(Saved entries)
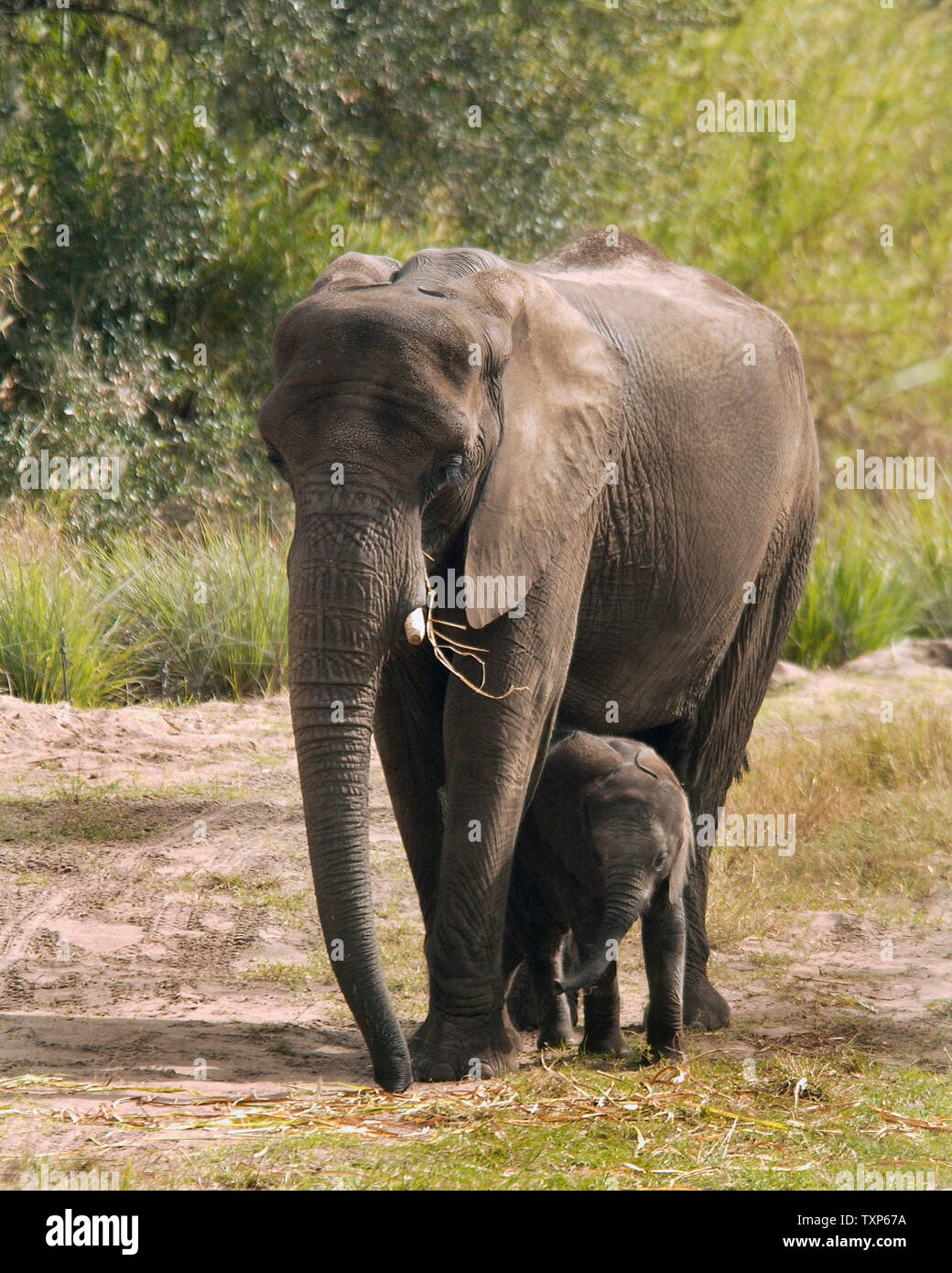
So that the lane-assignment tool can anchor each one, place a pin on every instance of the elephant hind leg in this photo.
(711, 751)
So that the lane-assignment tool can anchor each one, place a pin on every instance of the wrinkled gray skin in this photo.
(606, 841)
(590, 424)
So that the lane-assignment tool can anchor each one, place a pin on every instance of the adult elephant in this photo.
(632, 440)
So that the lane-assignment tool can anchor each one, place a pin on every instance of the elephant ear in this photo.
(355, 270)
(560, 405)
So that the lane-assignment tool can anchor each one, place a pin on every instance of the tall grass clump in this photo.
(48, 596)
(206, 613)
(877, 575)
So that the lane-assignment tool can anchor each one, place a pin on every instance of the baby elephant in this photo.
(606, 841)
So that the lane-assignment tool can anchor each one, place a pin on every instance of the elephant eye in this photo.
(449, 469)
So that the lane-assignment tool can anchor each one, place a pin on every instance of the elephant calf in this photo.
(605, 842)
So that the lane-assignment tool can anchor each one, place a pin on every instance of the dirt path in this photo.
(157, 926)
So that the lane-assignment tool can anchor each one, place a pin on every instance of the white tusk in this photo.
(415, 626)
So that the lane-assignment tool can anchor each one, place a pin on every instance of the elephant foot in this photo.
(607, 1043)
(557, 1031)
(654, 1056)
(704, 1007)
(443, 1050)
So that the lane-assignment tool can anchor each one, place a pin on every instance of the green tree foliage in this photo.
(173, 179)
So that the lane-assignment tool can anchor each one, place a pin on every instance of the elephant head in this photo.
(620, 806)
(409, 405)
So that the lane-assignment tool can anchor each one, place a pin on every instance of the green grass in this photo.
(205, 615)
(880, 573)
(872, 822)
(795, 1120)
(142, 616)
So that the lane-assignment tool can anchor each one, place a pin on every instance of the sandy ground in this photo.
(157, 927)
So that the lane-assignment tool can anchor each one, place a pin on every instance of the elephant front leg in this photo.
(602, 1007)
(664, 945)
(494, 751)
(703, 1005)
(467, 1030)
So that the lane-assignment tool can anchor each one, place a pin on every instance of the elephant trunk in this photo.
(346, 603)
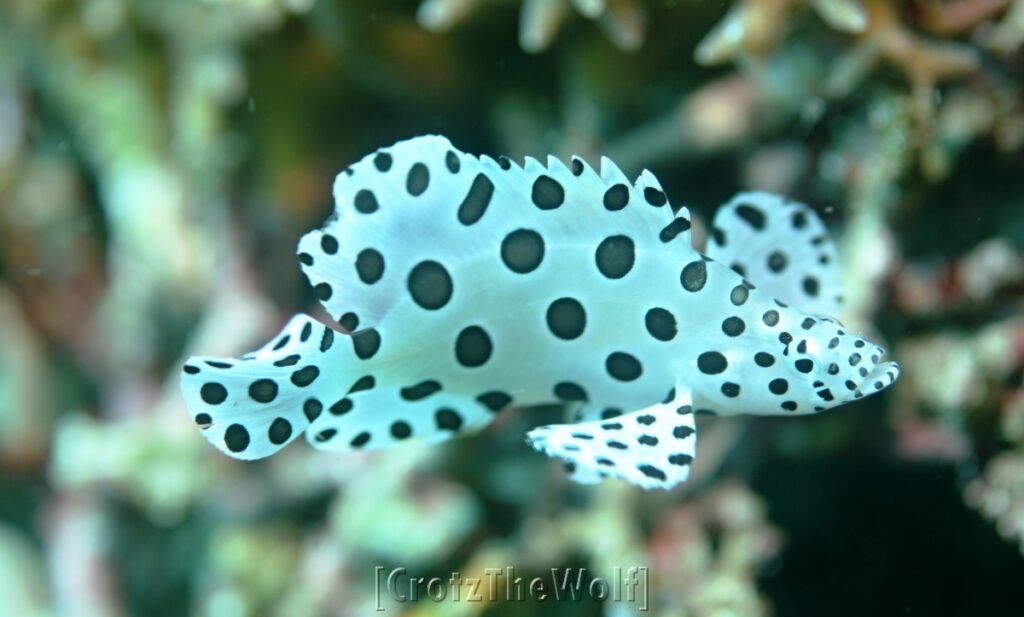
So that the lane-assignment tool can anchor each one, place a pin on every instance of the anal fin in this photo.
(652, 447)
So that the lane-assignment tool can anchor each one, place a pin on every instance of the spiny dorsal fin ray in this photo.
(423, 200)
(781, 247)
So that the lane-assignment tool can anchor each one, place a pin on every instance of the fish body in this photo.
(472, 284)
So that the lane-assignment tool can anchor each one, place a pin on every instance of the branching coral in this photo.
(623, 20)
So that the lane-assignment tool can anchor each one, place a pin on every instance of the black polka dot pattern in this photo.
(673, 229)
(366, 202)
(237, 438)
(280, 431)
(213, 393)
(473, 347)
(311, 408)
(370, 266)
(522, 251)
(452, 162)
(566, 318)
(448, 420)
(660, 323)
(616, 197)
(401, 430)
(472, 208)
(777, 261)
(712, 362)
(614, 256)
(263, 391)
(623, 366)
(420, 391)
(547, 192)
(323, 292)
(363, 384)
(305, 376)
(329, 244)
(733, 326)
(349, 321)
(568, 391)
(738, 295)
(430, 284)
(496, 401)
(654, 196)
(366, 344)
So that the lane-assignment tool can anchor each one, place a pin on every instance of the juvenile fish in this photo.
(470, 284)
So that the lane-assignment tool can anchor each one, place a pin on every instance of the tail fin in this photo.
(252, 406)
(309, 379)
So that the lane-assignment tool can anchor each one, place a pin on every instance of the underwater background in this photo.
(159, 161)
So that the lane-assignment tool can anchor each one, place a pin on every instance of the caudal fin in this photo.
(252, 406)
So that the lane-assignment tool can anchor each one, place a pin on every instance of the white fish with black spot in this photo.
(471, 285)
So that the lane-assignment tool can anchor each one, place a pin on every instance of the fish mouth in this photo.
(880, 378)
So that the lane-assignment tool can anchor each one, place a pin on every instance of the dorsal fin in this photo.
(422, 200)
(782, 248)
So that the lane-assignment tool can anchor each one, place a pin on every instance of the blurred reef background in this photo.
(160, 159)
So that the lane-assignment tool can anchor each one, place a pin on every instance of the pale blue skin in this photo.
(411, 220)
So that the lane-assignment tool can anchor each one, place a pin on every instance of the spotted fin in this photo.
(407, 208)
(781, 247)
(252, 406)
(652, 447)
...
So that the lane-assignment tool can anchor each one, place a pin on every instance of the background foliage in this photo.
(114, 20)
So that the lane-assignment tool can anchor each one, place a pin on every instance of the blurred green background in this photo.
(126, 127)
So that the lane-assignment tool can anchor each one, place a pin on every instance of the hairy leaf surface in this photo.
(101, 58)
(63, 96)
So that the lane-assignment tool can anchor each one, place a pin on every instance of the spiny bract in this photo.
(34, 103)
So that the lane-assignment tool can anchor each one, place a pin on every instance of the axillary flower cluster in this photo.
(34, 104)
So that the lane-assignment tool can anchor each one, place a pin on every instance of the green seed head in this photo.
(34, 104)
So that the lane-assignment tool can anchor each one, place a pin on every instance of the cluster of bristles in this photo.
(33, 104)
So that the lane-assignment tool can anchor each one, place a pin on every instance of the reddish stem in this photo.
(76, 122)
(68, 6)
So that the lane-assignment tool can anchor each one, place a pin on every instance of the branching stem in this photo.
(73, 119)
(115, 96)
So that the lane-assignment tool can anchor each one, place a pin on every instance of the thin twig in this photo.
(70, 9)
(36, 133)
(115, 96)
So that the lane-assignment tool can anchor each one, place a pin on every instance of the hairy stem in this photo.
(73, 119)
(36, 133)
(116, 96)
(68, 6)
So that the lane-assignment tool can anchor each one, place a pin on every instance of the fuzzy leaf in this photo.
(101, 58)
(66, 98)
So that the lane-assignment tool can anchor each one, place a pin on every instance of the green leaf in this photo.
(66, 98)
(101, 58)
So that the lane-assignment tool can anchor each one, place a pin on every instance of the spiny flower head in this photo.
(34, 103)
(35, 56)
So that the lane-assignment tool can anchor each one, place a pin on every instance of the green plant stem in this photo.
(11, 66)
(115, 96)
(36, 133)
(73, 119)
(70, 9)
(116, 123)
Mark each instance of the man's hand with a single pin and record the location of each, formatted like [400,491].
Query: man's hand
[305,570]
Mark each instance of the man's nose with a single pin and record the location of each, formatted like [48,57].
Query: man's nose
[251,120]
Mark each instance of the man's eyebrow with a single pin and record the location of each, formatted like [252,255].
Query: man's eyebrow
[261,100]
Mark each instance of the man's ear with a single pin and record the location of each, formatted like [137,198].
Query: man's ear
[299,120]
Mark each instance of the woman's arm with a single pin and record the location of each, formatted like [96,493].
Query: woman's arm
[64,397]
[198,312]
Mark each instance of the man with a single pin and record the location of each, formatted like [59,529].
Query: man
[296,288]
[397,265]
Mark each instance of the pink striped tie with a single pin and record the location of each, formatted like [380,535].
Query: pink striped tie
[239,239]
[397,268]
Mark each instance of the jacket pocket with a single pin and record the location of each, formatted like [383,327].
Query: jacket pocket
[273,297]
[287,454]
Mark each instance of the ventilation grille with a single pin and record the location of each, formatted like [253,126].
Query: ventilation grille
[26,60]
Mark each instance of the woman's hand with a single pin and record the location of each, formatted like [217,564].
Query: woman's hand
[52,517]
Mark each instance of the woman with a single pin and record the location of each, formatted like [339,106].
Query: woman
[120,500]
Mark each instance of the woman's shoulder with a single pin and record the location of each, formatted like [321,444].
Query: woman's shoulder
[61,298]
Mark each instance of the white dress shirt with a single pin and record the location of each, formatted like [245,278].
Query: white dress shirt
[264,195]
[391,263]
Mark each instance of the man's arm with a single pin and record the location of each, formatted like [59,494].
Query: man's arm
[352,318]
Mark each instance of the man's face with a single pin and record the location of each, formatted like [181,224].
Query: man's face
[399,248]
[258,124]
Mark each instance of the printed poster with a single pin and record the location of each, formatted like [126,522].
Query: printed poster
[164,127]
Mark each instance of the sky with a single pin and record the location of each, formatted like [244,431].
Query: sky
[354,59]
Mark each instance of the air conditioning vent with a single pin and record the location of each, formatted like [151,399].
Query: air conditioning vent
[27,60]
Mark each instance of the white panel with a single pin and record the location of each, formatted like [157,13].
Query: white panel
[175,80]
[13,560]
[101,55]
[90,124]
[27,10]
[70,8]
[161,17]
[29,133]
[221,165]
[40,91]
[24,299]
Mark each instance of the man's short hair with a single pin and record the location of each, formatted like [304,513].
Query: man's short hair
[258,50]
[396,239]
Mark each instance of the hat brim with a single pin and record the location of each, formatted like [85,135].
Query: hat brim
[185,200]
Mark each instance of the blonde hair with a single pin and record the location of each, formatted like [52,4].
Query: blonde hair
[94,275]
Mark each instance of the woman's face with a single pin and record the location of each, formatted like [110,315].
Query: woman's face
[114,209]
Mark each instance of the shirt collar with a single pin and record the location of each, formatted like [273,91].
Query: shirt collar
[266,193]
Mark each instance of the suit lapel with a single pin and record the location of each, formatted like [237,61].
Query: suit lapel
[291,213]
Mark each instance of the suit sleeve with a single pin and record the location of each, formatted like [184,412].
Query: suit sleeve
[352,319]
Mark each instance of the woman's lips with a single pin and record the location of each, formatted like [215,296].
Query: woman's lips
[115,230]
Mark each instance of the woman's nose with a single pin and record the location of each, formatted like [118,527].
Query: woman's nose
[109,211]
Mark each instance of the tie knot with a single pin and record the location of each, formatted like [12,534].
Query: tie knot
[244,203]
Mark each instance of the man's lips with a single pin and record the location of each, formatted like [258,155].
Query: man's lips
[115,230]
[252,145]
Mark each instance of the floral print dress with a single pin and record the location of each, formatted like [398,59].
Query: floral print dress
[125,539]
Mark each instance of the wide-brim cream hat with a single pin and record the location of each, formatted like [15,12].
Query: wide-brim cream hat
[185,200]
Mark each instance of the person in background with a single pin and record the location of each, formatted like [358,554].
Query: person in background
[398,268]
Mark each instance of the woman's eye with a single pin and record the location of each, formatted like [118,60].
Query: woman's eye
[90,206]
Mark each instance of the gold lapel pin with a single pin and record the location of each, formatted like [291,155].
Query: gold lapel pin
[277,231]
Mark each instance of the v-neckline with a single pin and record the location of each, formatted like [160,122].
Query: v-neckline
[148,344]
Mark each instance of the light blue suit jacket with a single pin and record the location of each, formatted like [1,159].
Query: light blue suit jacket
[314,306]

**WHAT IS EXPECTED**
Retype only this portion of the data above: the line containing "Mark each instance of the woman's lips", the line containing "Mark each instance of the woman's nose", and all lines between them, exactly.

**ANSWER TO THE PROBLEM**
Mark each instance of the woman's lips with a single pin and record the location of each, formatted like [215,296].
Query: woman's lips
[115,230]
Mark each instance of the woman's nose with a single pin and record the location of each, formatted like [118,527].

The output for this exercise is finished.